Data supplied:
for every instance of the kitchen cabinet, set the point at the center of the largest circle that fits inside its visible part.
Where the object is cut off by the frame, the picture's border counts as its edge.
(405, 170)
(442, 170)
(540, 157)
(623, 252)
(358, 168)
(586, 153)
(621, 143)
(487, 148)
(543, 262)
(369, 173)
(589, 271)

Exercise instructions:
Go through the records above and set each one down exactly, please.

Your solution:
for every instance of the kitchen cabinet, set the point at the center of the largest circle that fits inside its visible part.
Where the object is cut off by the frame, the picture's border counts as its edge.
(405, 170)
(442, 170)
(540, 157)
(623, 252)
(358, 168)
(586, 153)
(621, 143)
(487, 148)
(543, 262)
(369, 173)
(589, 271)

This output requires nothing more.